** start RAW RECORDS **

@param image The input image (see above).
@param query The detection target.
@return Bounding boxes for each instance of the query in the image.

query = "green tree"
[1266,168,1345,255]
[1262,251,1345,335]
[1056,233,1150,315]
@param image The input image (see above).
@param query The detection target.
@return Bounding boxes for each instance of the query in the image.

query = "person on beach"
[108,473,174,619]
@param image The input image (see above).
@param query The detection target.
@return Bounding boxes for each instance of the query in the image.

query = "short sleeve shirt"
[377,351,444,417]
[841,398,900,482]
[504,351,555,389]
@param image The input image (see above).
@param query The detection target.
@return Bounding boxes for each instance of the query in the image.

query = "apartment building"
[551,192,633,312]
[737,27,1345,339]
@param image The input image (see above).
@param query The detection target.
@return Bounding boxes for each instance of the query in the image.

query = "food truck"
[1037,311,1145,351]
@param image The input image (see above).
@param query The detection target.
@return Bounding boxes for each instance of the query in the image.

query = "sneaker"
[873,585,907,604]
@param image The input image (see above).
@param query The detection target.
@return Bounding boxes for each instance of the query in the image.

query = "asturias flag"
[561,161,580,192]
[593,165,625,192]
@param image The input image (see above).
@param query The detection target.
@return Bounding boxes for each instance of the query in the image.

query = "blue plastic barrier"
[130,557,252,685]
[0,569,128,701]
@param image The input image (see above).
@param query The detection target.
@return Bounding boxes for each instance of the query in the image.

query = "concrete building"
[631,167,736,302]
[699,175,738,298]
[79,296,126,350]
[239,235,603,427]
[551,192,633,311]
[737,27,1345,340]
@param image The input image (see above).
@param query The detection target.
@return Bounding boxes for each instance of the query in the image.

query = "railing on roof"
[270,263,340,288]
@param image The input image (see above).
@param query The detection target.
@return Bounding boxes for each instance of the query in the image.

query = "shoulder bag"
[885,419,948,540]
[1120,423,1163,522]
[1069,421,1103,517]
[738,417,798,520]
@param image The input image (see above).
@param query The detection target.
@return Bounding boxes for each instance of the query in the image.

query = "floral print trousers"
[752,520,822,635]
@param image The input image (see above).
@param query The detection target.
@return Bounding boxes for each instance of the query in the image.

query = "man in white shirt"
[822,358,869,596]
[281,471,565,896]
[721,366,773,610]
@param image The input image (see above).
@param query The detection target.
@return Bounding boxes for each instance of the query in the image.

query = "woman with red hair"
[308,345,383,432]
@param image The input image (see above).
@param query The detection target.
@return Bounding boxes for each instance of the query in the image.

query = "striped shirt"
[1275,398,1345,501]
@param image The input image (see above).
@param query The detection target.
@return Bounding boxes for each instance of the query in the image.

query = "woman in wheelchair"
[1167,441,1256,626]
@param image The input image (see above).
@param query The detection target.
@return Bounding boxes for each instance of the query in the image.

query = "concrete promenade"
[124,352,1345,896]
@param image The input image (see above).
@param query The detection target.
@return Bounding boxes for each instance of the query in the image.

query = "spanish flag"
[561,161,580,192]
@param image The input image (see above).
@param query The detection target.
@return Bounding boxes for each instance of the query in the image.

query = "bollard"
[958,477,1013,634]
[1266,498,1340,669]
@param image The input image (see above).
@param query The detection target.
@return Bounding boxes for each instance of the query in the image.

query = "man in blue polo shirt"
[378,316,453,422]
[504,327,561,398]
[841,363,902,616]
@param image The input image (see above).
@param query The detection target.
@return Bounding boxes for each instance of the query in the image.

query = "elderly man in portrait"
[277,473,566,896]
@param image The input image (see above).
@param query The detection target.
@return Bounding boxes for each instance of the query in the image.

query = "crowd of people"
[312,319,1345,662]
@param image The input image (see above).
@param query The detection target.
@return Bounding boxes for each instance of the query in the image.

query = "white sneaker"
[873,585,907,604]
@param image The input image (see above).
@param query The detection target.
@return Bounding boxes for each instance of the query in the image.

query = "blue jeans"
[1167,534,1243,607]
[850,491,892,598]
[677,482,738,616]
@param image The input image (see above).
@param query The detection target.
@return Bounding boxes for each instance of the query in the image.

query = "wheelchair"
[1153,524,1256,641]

** end RAW RECORDS **

### TASK BRIEF
Extract each line above that contains the word "flag".

### WRITTEN ANSWER
query = "asturias flag"
query = "spanish flag"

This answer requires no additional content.